» **Problem**: Copy out, unchanged, the stretch below from the line containing "Teacher note: indicate the terracotta" through the last line of the rows, including both of those lines.

» **Supplied data**:
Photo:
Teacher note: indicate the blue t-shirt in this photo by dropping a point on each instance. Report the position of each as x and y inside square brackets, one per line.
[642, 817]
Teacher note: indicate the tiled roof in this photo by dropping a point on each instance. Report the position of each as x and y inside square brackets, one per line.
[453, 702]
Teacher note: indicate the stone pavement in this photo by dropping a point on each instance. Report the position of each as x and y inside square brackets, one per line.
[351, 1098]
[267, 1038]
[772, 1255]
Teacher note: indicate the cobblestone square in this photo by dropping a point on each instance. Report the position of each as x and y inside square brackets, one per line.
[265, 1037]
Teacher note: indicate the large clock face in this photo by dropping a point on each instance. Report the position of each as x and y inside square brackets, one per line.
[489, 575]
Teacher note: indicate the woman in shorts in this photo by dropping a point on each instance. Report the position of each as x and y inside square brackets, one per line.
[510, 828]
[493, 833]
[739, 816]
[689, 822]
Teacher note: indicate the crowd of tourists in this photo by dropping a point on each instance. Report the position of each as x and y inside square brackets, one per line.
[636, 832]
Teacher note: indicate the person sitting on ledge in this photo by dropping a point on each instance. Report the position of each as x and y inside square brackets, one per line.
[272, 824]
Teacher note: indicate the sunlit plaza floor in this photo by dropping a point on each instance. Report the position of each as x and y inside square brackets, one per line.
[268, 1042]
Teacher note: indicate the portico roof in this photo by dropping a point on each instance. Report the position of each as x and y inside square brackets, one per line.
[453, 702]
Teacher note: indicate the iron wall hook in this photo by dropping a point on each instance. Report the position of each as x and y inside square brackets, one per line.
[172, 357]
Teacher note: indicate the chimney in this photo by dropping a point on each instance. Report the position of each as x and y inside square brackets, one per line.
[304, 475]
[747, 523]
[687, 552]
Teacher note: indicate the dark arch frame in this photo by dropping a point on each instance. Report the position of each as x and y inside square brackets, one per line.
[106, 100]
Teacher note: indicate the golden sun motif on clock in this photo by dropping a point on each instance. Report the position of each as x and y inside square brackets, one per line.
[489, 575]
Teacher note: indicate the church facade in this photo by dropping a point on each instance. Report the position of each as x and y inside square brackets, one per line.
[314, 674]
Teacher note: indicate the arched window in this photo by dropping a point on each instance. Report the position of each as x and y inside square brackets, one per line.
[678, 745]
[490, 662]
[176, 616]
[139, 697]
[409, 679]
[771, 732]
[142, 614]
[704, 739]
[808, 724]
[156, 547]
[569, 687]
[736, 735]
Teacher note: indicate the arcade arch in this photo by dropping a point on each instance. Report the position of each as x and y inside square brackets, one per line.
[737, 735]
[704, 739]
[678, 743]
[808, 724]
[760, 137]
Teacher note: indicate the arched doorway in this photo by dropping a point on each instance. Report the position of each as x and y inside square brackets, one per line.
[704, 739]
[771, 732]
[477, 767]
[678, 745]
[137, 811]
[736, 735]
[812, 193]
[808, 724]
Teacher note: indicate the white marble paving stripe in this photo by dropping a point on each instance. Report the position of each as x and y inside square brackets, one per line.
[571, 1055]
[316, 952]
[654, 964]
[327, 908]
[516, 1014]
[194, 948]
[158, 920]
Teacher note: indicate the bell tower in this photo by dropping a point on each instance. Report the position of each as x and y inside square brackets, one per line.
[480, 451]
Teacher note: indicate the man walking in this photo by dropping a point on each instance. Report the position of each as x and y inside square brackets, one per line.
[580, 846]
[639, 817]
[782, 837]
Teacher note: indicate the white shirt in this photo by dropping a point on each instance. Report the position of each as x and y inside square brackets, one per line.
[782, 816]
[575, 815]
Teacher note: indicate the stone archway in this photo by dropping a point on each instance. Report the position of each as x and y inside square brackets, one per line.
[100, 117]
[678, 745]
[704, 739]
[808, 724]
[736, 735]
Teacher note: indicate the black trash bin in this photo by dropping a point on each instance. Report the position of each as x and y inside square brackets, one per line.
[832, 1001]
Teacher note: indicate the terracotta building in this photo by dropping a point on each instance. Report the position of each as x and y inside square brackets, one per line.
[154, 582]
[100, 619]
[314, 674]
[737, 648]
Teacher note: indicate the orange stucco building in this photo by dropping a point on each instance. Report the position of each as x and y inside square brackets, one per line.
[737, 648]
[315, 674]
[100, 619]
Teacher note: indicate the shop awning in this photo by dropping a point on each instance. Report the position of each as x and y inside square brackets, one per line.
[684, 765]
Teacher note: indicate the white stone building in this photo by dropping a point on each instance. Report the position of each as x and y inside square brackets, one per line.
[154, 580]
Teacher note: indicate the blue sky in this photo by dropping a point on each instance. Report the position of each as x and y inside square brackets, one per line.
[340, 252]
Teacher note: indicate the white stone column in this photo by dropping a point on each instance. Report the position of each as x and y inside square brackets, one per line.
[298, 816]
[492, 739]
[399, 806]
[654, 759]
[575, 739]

» **Answer below**:
Teacher note: indicate the terracotta building in this photo by dropping a point on each instance. Report the position of each as x and y inside square brackets, one per line.
[154, 582]
[100, 619]
[314, 674]
[737, 648]
Teacher note: indicate the orange stucco building in this photo by dropping a point on each instance. Report the position of each as x and y inside square brackets, one per line.
[737, 648]
[315, 674]
[100, 619]
Teacher note: indicate the shop awning in this photo by dropping a point on each instance. Report the position of each as x and y inside square brackets, one per line.
[684, 765]
Teacher note: indicate the white stone building in this photo by dropping a point on each instance. Report the position of each as x and y inside square brackets, one per line.
[154, 580]
Teacher note: indicate the blue sky in this photo by dropping a point on each instance. Report the position of each as x and y inside square brackets, one per line.
[340, 252]
Teacher note: indicate the white stone column in this photo by dropping a point on each instance. Report the position of each as x and y inside square brackets, one per line.
[298, 816]
[492, 739]
[399, 806]
[654, 759]
[575, 739]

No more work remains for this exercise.